Start
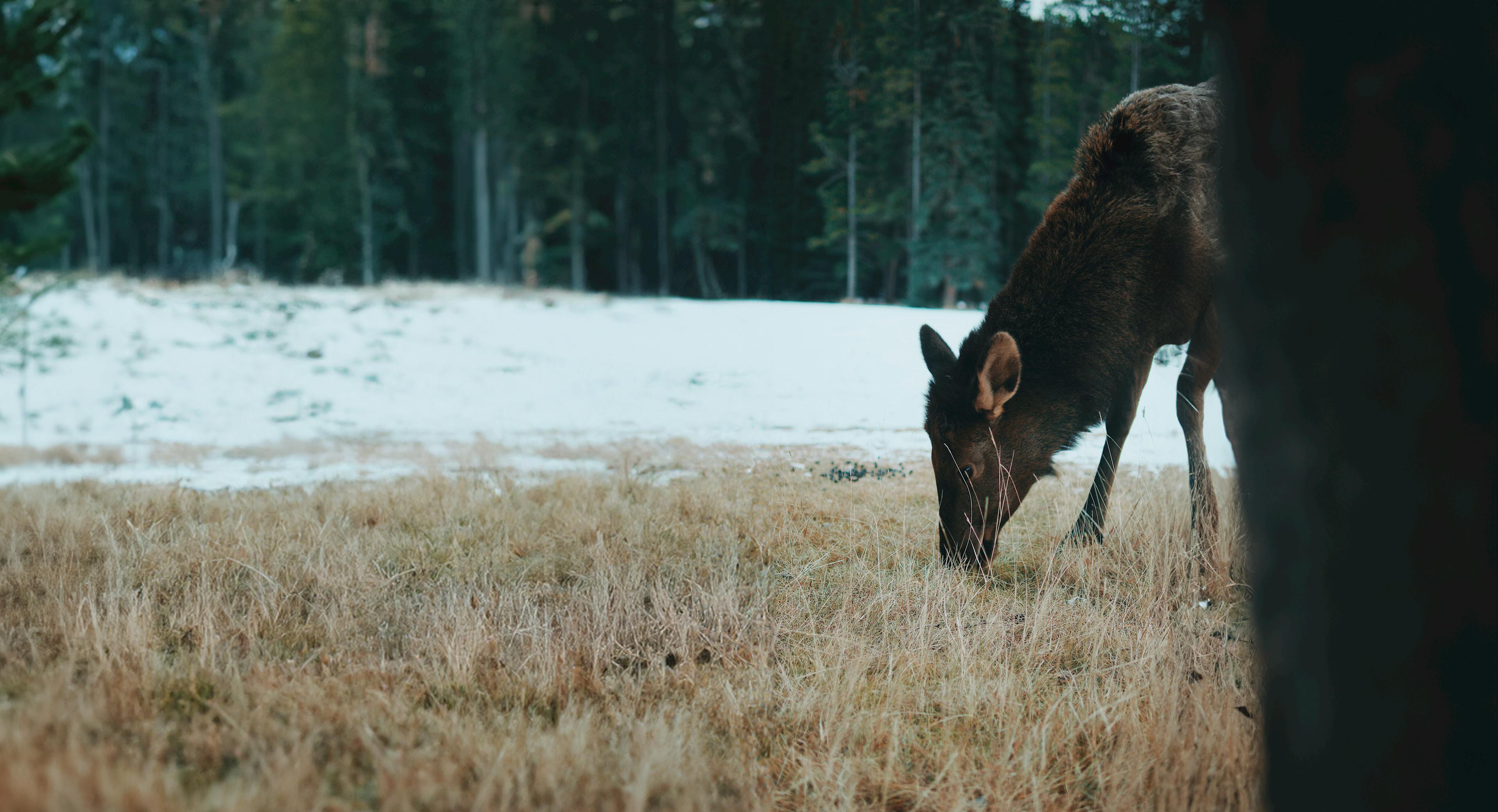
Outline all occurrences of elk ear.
[921,324,957,378]
[972,333,1020,420]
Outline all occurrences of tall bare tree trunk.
[655,0,673,297]
[473,127,494,282]
[193,21,225,271]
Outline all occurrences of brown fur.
[921,82,1231,575]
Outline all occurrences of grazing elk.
[921,82,1231,568]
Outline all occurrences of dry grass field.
[0,460,1263,812]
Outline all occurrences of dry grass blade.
[0,465,1261,810]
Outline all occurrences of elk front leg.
[1176,307,1236,595]
[1067,367,1150,544]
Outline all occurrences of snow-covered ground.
[0,278,1233,487]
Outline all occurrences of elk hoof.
[1067,518,1102,547]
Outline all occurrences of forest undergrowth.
[0,460,1263,812]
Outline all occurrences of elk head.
[921,326,1052,569]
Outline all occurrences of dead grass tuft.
[0,460,1261,810]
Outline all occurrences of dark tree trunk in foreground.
[1212,3,1498,812]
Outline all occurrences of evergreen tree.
[0,0,93,276]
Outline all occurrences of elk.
[921,81,1234,569]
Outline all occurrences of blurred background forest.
[0,0,1212,306]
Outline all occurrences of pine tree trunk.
[473,124,494,283]
[848,126,858,300]
[655,0,673,297]
[1128,39,1138,93]
[505,166,520,285]
[193,18,223,265]
[568,150,587,291]
[453,129,478,278]
[568,78,587,291]
[1038,14,1050,166]
[78,154,99,271]
[614,172,634,292]
[94,32,114,269]
[154,61,170,276]
[223,198,240,269]
[909,0,921,247]
[353,145,374,288]
[692,208,724,298]
[255,66,271,273]
[490,147,515,285]
[738,202,749,298]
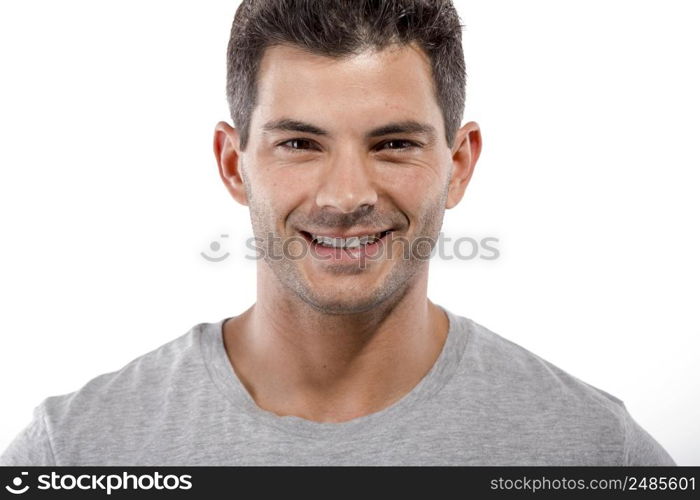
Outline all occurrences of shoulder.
[458,316,625,410]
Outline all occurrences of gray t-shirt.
[0,308,675,466]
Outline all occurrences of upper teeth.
[311,233,382,248]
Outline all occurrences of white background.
[0,0,700,465]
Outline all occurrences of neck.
[224,264,448,422]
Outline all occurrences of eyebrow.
[263,118,437,141]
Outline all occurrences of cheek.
[378,163,447,213]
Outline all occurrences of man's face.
[240,46,451,314]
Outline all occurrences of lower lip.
[302,231,391,264]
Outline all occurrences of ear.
[445,122,481,208]
[214,122,248,205]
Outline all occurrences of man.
[0,0,674,465]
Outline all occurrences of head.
[214,0,481,314]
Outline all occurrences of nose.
[316,146,377,213]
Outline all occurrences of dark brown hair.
[226,0,466,149]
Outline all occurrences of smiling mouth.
[299,229,393,250]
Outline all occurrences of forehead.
[251,45,441,137]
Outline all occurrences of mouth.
[299,228,394,250]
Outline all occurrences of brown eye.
[280,139,313,150]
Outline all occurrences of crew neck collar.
[199,306,469,438]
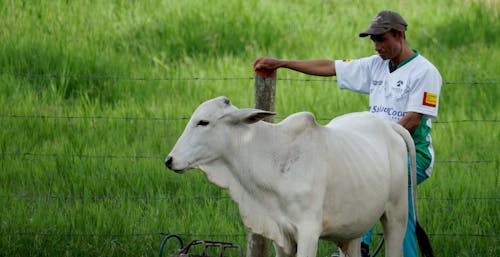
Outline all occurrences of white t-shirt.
[335,52,442,176]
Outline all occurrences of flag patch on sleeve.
[422,92,437,107]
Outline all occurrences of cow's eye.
[196,120,209,126]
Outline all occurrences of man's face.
[370,31,402,60]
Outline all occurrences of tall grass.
[0,0,500,256]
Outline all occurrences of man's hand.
[253,57,336,76]
[253,57,281,71]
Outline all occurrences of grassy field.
[0,0,500,257]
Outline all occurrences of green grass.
[0,0,500,256]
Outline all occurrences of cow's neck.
[202,122,283,196]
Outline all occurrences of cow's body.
[166,97,414,257]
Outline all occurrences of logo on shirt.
[422,92,437,107]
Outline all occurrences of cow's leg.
[273,242,295,257]
[380,207,408,257]
[297,224,320,257]
[339,238,361,257]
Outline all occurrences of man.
[254,11,442,257]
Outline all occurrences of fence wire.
[0,71,500,85]
[0,71,500,244]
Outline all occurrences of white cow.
[165,97,432,257]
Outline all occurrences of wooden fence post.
[247,70,276,257]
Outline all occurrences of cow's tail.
[392,123,434,257]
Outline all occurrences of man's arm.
[253,57,336,76]
[399,112,423,133]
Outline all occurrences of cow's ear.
[229,109,276,124]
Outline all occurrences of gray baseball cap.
[359,11,408,37]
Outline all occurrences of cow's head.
[165,96,275,173]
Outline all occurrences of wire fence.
[0,71,500,85]
[0,71,500,244]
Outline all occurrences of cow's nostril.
[165,156,172,169]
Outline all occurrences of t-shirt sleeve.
[335,57,374,94]
[407,66,442,118]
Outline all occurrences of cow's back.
[322,112,407,239]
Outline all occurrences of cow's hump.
[278,112,318,134]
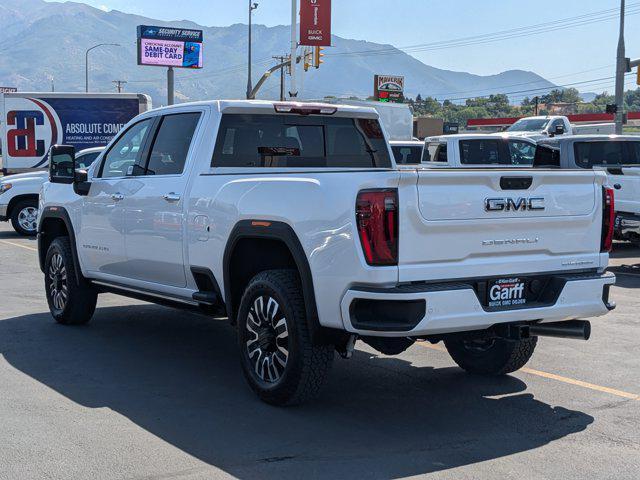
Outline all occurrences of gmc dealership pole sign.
[300,0,331,47]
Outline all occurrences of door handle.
[162,192,180,202]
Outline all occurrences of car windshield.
[507,118,549,132]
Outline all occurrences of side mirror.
[49,145,91,195]
[73,169,91,196]
[49,145,76,183]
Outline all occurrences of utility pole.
[247,0,258,100]
[111,80,127,93]
[615,0,628,135]
[272,55,289,102]
[167,67,174,105]
[289,0,298,98]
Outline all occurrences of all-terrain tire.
[237,270,335,406]
[11,199,38,237]
[445,337,538,375]
[44,237,98,325]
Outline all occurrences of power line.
[327,2,640,56]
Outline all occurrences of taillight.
[356,189,398,266]
[600,187,616,252]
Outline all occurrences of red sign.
[300,0,331,47]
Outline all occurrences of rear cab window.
[424,142,449,163]
[460,140,504,165]
[211,114,392,168]
[391,145,423,165]
[460,139,536,166]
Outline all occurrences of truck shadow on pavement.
[0,305,593,479]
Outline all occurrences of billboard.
[373,75,404,103]
[138,25,203,68]
[0,93,151,171]
[300,0,331,47]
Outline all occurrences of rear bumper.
[615,213,640,238]
[340,272,616,337]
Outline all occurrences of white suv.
[0,147,104,236]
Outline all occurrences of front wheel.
[44,237,98,325]
[444,337,538,375]
[11,200,38,237]
[237,270,334,406]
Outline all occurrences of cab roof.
[144,100,378,118]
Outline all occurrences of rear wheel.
[11,200,38,237]
[444,337,538,375]
[44,237,98,325]
[237,270,334,405]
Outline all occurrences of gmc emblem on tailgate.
[484,197,545,212]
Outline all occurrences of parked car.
[422,134,536,168]
[389,140,424,165]
[0,147,104,236]
[504,115,615,138]
[38,101,615,405]
[535,135,640,243]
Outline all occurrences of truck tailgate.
[399,169,605,282]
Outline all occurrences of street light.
[84,43,122,93]
[247,0,258,100]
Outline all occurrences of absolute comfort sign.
[138,25,202,68]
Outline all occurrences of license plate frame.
[485,277,532,310]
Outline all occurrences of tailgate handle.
[500,177,533,190]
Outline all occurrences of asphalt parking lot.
[0,224,640,480]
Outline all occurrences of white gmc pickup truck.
[38,101,615,405]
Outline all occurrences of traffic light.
[313,47,324,68]
[303,49,314,72]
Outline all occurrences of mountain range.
[0,0,554,105]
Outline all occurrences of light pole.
[247,0,258,100]
[615,0,627,135]
[84,43,121,93]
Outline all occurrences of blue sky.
[51,0,640,91]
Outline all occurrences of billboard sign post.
[138,25,203,105]
[373,75,404,103]
[300,0,331,47]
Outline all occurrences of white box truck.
[0,92,151,175]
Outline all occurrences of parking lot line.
[0,240,38,252]
[418,342,640,400]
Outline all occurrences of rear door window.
[391,145,422,165]
[573,141,640,168]
[211,114,391,168]
[144,112,200,175]
[98,118,154,178]
[460,139,504,165]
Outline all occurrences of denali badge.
[484,197,545,212]
[482,237,540,247]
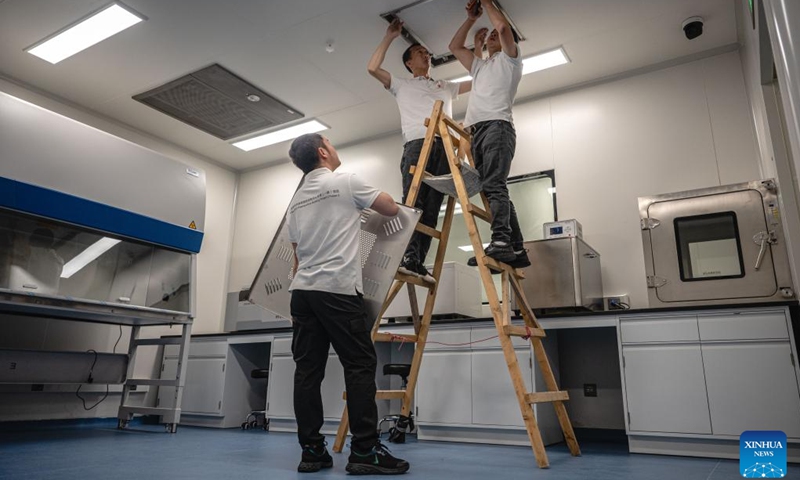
End
**What to do:**
List every line of the data above that contains the word "door", copying each one in full.

**Completed exercise:**
Outline all occurrences of door handle.
Outline all occurrences of rear door window.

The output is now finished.